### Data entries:
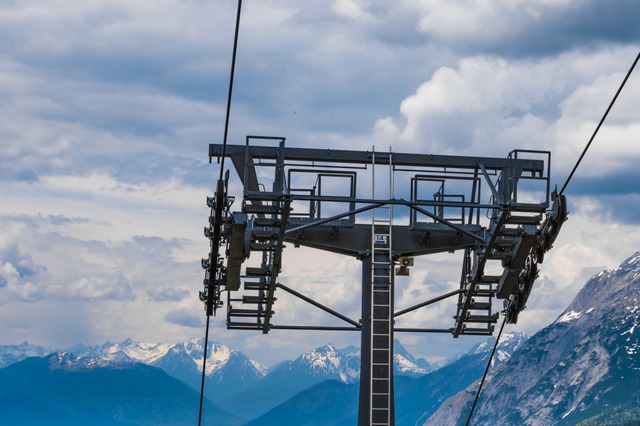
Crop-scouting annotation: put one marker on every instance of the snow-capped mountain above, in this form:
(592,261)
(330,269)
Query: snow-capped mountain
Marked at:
(228,371)
(583,367)
(509,342)
(336,402)
(405,364)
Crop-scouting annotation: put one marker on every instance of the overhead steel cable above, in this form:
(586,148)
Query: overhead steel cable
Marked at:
(486,370)
(600,123)
(215,245)
(575,167)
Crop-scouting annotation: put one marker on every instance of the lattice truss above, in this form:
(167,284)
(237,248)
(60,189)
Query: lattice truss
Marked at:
(498,211)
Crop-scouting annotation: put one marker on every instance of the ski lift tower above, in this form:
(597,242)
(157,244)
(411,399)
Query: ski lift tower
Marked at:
(345,202)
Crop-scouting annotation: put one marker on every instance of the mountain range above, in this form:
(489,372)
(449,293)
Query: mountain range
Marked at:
(582,369)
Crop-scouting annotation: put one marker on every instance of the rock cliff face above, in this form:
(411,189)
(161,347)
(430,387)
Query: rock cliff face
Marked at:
(583,365)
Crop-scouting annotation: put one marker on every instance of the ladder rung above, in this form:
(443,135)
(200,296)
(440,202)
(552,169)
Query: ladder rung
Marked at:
(257,208)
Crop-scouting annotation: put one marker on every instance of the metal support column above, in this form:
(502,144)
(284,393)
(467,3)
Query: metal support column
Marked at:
(379,342)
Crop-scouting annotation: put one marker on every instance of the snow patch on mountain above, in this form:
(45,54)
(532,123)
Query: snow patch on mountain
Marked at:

### Aim of the task:
Would you please write out the entries in full, exactly as they read, but without pictures?

### Response to the task:
Crop-scouting annotation: put one marker on every instance of the snow-capped mountain above, in this form:
(592,261)
(330,269)
Query: snow-capped mountain
Marked at:
(228,371)
(583,367)
(509,342)
(336,402)
(405,364)
Crop-scouting annotation: put one marker on every instance of the overhead steel cable above, in this form:
(586,148)
Query: overhead steel cable
Marked at:
(486,370)
(600,123)
(215,245)
(575,167)
Crop-scouting annotation: put one marker on every instance of the lattice truss above, in this form:
(167,284)
(237,248)
(60,189)
Query: lattice truss
Marked at:
(498,211)
Crop-scouting annotation: put one marker on every instance of the ski lift tower above, in this form:
(597,242)
(157,244)
(411,399)
Query: ski lift tower
Marked at:
(345,202)
Crop-scouting annotation: put one marker on every instance of the mountain range above, in this form:
(489,372)
(449,293)
Query: mountain range
Marked at:
(582,369)
Crop-scouting annotation: put one marker on every instance of the rock cliff face above, in this form:
(411,189)
(161,347)
(430,387)
Query: rock cliff face
Marked at:
(583,365)
Crop-scouting annotation: put one marker on every instance of the ladder rung above, in this form:
(443,135)
(200,296)
(440,202)
(552,169)
Query: ladder rung
Marked at:
(257,208)
Crop-scouting annotation: put one marker on every instance of the metal support column above, in this form:
(502,144)
(284,393)
(467,3)
Query: metal support column
Marked at:
(379,342)
Crop-scouting annotation: put one marker on every instance of the snow patch on mountain above, in this form:
(45,54)
(532,123)
Query: snow patch on mountain
Marked at:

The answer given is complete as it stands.